(Referring expression pointing data)
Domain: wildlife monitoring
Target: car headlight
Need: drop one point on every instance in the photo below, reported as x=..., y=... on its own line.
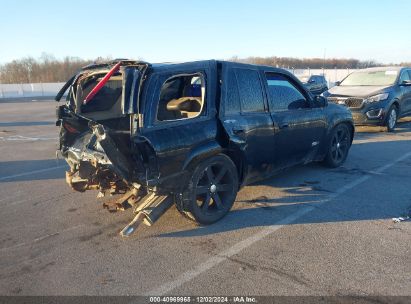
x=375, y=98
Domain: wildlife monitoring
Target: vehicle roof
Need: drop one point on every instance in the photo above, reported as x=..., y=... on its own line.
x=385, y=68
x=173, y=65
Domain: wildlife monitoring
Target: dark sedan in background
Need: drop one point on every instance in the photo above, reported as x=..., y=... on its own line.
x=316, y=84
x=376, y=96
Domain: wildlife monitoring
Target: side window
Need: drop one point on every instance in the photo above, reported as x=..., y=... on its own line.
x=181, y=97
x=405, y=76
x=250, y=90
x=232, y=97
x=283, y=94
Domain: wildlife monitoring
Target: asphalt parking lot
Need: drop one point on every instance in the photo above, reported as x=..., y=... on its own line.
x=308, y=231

...

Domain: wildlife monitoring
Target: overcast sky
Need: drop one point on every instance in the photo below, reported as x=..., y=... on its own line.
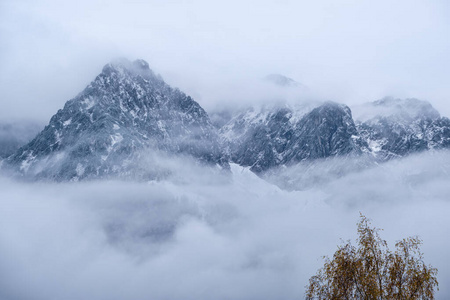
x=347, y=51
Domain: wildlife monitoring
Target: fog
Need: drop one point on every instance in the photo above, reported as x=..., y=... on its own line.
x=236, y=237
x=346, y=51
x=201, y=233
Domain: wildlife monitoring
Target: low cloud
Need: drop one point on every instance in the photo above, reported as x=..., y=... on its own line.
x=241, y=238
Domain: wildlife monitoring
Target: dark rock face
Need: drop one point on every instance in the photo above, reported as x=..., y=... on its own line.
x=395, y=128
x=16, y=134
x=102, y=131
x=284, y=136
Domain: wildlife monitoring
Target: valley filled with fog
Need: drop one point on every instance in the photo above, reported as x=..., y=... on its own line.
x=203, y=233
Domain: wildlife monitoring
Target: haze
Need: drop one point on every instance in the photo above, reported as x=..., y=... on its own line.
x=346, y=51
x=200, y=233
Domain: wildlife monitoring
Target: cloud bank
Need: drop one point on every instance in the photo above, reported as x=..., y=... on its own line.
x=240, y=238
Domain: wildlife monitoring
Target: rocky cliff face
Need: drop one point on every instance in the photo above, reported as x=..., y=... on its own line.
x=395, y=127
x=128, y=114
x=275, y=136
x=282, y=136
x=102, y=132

## Aim of the exercise
Copy every line of the entries above in which "dark" occurs.

## Task result
Target: dark sedan in background
Target: dark rock face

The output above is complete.